SET TASK
Transcribe precisely those lines of the listing that fall between the line containing "[locate] the weathered" and the last line, inclusive of both.

MATERIAL PROVIDED
○ ○ ○ ○

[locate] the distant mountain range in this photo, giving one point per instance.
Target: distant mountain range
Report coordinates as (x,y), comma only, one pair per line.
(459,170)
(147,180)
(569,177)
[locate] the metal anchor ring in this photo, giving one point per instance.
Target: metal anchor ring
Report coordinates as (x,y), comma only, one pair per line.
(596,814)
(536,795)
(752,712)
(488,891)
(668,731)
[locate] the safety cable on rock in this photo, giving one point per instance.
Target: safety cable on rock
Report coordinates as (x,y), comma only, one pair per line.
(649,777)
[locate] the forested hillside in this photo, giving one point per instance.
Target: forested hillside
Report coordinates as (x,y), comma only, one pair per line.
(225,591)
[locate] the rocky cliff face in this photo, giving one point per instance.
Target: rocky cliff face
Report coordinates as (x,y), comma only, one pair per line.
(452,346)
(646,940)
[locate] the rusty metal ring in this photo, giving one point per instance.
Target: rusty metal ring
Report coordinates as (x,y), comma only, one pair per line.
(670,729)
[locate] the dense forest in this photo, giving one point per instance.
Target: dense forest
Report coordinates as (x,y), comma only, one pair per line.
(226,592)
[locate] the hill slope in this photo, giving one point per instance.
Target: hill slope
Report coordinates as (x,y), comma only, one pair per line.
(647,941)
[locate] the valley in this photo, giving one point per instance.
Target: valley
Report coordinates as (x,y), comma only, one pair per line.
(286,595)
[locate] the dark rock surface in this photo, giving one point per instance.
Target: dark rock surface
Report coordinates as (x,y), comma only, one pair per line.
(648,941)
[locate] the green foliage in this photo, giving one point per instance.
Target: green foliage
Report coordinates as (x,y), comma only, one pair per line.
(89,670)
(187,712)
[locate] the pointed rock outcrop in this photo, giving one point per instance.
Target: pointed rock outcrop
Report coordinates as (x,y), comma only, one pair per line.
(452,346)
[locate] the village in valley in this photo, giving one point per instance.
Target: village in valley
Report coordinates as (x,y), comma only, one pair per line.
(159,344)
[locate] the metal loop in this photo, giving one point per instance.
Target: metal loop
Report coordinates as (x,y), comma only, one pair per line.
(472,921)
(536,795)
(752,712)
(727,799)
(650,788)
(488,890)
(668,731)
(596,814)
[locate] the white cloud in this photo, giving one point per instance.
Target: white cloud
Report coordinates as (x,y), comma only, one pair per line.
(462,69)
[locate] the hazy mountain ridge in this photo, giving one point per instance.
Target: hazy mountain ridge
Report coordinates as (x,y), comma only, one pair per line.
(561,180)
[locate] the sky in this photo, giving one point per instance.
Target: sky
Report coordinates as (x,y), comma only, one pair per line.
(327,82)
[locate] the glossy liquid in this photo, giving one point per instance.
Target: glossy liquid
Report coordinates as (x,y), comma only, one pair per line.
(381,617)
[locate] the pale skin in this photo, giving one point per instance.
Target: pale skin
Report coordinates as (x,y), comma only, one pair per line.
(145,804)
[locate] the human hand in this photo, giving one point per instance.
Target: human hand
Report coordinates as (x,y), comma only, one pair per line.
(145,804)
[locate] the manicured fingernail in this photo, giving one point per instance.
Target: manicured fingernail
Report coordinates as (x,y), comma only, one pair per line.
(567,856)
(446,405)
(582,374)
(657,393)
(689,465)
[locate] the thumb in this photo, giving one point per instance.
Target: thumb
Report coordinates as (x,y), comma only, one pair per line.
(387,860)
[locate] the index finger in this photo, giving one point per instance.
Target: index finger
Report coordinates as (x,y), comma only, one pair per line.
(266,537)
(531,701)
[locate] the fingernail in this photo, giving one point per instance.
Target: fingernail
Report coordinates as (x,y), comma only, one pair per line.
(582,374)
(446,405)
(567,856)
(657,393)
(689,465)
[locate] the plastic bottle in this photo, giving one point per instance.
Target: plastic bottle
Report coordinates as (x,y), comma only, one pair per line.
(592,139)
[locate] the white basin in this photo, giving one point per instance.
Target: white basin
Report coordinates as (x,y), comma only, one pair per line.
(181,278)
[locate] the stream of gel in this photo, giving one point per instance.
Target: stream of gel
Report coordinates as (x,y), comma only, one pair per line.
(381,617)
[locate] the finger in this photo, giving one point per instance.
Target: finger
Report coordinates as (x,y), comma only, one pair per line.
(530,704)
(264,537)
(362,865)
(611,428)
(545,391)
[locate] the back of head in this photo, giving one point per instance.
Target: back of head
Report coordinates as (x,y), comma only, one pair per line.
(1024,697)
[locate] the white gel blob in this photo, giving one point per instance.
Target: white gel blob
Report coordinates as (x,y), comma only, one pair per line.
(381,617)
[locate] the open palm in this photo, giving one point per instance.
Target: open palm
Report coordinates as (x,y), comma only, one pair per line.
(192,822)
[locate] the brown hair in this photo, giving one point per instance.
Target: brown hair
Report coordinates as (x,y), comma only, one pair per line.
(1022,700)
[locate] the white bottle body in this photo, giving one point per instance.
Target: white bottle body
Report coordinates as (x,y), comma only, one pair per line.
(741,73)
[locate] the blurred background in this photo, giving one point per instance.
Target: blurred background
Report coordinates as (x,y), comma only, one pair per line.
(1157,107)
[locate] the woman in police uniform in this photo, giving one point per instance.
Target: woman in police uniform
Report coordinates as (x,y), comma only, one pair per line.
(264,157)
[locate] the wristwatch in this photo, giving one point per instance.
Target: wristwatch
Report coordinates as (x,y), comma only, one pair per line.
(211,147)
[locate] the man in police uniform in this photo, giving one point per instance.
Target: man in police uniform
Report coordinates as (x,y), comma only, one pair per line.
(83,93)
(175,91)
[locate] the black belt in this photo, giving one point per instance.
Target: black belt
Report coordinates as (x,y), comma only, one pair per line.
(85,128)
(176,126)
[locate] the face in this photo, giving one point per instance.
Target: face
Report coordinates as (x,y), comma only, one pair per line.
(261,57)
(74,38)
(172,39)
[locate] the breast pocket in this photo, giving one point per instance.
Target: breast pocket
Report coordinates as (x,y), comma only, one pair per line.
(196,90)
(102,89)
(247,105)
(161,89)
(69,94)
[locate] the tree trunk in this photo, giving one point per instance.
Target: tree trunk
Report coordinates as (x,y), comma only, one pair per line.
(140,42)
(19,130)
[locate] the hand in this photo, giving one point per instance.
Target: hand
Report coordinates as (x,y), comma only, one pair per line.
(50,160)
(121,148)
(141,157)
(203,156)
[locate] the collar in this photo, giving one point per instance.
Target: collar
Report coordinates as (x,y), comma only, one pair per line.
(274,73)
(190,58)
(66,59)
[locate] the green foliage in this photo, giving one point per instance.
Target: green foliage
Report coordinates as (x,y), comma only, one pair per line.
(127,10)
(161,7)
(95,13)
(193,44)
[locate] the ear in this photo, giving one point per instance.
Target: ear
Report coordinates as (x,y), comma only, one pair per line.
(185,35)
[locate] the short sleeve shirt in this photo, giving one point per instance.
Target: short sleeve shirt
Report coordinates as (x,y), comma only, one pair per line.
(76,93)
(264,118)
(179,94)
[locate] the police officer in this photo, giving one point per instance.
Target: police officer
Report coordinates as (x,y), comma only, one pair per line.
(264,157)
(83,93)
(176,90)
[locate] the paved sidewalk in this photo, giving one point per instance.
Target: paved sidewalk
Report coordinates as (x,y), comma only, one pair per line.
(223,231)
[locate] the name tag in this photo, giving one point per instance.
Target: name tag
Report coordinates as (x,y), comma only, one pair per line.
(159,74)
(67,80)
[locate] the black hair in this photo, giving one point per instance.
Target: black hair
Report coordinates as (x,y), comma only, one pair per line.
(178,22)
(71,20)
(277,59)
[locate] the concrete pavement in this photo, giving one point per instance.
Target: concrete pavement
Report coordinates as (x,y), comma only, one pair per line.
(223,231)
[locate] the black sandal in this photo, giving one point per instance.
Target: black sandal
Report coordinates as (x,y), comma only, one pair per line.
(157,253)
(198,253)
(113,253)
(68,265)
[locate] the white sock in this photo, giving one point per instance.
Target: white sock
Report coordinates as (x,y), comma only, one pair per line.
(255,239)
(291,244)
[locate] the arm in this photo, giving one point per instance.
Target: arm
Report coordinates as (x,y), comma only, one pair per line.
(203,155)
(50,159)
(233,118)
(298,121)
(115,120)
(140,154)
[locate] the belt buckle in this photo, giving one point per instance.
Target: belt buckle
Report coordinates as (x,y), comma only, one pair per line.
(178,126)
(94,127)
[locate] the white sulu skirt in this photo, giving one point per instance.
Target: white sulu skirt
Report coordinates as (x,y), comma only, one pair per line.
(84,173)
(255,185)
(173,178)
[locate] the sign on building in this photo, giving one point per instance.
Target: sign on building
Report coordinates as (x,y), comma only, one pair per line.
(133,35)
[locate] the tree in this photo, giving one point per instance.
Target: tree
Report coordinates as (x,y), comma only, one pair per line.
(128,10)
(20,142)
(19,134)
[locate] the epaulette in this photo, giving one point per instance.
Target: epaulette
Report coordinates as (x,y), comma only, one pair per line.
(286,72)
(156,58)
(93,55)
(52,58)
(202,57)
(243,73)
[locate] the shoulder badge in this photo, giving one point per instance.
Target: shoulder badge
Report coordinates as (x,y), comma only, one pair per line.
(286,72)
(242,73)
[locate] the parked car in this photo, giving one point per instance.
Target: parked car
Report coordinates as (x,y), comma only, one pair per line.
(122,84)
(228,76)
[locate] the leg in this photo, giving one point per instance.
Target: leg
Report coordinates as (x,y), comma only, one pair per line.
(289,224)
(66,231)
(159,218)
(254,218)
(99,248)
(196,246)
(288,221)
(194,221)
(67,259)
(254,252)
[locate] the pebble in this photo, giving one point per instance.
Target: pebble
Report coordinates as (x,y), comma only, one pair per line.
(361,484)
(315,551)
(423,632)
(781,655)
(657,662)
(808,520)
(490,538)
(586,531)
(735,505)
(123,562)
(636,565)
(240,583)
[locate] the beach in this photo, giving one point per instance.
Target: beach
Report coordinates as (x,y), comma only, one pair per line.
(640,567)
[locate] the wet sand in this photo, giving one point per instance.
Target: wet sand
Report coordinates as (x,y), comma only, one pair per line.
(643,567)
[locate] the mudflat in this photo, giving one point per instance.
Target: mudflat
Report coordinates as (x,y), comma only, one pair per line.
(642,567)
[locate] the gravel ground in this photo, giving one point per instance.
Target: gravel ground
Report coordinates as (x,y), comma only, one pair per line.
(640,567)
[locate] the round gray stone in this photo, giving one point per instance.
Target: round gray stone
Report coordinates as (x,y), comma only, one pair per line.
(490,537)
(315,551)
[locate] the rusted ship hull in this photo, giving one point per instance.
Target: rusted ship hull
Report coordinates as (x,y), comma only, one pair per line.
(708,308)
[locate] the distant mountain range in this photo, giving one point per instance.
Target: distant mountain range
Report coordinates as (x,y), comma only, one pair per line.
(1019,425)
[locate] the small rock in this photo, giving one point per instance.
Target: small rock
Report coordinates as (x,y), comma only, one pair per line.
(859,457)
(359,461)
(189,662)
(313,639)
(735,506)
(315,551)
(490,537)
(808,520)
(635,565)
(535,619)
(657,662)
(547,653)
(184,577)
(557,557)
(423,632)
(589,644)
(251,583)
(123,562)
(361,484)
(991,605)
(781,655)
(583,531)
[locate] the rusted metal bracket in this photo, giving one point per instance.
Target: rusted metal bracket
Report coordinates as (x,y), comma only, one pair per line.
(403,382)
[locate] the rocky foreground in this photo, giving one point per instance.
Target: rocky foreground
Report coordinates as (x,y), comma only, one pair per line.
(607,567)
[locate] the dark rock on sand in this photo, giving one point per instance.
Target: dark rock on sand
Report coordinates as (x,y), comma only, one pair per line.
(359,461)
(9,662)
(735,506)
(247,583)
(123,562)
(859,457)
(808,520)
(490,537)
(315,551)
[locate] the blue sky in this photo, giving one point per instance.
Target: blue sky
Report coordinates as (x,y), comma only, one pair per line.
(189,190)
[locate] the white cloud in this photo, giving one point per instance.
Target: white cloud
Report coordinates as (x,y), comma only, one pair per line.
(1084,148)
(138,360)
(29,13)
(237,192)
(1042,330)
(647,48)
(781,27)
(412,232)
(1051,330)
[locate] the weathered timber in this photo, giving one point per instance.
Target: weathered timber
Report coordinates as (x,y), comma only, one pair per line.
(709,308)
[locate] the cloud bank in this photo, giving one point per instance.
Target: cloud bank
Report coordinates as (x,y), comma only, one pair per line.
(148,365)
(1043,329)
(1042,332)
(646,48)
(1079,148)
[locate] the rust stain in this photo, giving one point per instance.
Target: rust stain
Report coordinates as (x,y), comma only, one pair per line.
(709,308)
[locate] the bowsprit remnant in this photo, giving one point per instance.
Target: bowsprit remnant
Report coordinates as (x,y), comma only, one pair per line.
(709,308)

○ ○ ○ ○

SOLUTION TO THIS PROBLEM
[locate] the weathered timber in this photo, giving one point per instance.
Target: weathered timber
Report coordinates as (x,y), comma only, one pair per line.
(709,308)
[locate] the cloud bank in this photo, giving one point per instance.
Target: cloud bank
Report coordinates as (x,y), comma only, one pair per line.
(148,365)
(1043,329)
(1042,332)
(646,48)
(1079,148)
[locate] the rust stain in this photo, giving one point per instance.
Target: rust stain
Report coordinates as (x,y), comma only, one pair per line.
(709,308)
[locate] the bowsprit remnant in this photo, giving one point per instance.
Target: bowsprit remnant
Report coordinates as (x,y), comma only, one pair per line.
(709,308)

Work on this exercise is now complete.